───── Document excerpt

Red Right 88

In Cleveland, hope dies last

Read a book – learn something

Jonathan Knight has a good post up at The Cleveland Fan on his 25 Most Fun Non-Cleveland Sports Books, which is as good a reason as any to remind everyone to read a book once in a while.

Don’t worry Steeler fans, you can find someone to read a book to you.

If you need some book recommendations, we have those for you:

Since we wrote those recommendations, we’ve had some updates*:

  • Bloody Confused! A Clueless American Sportswriter Seeks Solace in English Soccer by Chuck Culpepper: After covering the American sports scene for 15 years, Chuck Culpepper suffered from a profound case of Common Sportswriter Malaise. He was fed up with self-righteous proclamations, steroid scandals and the deluge of in-your-face PR that saturated the NFL, the NBA and MLB. Then in 2006, he moved to London and discovered a new and baffling world – the renowned Premiership soccer league. Culpepper pledged his loyalty to Portsmouth, a gutsy, small-market team at the bottom of the standings. As he puts it, “It was like childhood, with beer.”

──────────

• **Exercises**
1. Answer these questions on the sports-book blog post:
(a) On which site does Jonathan Knight's post about sports books appear?
(b) For how many years did Chuck Culpepper cover the American sports scene?
(c) Which team did Culpepper pledge his loyalty to?
2. Summarize the sports-book blog post in two sentences.
3. Resume the blog post on sports books after its final sentence.

───── Supplied information

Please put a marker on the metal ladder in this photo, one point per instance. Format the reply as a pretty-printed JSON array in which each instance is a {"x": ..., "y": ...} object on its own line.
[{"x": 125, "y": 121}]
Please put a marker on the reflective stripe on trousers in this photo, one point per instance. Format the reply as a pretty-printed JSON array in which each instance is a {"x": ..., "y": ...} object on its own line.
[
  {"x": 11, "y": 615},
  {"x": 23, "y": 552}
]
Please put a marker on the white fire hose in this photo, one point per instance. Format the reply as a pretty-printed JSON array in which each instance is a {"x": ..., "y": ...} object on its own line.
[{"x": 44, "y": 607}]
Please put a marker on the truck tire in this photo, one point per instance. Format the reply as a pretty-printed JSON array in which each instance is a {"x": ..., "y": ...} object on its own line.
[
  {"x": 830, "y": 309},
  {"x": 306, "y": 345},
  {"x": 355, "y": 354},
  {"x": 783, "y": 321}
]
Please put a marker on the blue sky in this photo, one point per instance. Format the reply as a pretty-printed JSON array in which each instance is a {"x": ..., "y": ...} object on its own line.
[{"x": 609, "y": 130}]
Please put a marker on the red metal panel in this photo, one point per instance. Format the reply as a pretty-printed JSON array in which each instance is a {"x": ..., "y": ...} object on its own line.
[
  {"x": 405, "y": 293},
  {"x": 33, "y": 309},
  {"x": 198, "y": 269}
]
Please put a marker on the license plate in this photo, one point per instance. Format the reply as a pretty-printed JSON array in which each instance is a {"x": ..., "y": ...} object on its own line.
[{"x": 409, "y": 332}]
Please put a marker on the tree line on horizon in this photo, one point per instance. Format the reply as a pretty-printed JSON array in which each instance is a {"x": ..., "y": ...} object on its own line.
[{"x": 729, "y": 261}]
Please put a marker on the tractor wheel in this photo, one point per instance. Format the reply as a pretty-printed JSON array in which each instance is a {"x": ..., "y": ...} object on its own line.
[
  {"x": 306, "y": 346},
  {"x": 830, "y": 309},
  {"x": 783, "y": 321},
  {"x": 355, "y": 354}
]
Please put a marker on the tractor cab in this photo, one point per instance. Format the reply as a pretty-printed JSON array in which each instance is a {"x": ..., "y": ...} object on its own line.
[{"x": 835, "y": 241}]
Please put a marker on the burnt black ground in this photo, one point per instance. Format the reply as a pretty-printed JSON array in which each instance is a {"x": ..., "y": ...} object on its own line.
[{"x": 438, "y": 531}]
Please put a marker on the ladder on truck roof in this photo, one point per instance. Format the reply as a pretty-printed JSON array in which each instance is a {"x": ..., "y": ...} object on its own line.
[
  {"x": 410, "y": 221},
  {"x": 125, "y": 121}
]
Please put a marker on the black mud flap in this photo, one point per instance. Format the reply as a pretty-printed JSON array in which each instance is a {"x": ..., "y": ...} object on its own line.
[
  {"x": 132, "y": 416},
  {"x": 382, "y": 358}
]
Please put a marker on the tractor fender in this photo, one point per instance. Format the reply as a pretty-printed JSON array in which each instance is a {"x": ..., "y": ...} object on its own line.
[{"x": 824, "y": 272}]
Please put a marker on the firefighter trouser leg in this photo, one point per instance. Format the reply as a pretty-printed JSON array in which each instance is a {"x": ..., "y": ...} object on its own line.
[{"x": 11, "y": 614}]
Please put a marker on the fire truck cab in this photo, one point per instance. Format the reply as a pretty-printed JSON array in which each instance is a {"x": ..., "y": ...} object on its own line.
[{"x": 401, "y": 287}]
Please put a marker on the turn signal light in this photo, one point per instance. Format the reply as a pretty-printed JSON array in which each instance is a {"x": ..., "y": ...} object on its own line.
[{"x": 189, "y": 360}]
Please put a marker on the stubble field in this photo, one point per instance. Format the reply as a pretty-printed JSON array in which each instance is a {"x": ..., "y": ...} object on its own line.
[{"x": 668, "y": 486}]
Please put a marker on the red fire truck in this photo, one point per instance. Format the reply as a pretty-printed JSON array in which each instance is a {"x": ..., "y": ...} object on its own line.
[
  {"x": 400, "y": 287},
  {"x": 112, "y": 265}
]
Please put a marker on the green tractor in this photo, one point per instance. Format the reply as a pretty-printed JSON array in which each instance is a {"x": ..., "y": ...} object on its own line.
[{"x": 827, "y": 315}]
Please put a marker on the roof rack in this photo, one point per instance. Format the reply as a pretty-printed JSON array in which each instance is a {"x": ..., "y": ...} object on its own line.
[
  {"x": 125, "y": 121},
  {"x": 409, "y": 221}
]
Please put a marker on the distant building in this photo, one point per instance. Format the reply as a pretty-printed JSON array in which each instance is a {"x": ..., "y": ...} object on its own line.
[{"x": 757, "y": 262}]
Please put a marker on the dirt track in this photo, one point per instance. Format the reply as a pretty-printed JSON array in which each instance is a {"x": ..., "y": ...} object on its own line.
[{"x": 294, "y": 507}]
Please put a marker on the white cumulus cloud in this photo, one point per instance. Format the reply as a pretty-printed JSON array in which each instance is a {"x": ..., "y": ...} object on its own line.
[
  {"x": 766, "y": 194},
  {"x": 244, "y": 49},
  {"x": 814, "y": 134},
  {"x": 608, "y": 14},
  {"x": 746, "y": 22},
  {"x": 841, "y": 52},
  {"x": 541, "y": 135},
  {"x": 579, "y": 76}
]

──────────

• **Answers per task**
1.
(a) The Cleveland Fan
(b) 15 years
(c) Portsmouth

2. Pointing to Jonathan Knight's list of the 25 most fun non-Cleveland sports books on The Cleveland Fan, the blog post urges readers to read a book once in a while and offers updated recommendations. One of these is Chuck Culpepper's "Bloody Confused!", which follows a sportswriter who was weary of American sports, moved to London in 2006 and became a supporter of Portsmouth.

3.
  • God Save the Fan by Will Leitch: Arch and unrepentant, Will Leitch, founding editor of Deadspin.com, is the mouthpiece for all the frustrated fans who just want their games back from big money, bloated egos, and blathering sportscasters. Always a fan first and a sportswriter second, Leitch considers the perfection of fantasy leagues and the meaninglessness of the steroids debate as he exposes Olympic fetishes, parses Shaq’s rap attack on Kobe, shares a brew with John Rocker and his surprising girlfriend, and reveals what ESPN and the beer companies really think about you. If you or a fan you love is suffering from a sense of listless dissatisfaction brought on by the leagues and networks, God Save the Fan is your new manifesto.
  • The Damned United by David Peace: Overachieving and eccentric football manager Brian Clough was on his way to take over at the country’s most successful, and most reviled, football club: Leeds United, home to a generation of fiercely competitive but ageing players. The battle he’d face there would make or break the club – or him. David Peace’s extraordinarily inventive novel tells the story of a world characterised by fear of failure and hunger for success set in the bleak heart of the 1970s.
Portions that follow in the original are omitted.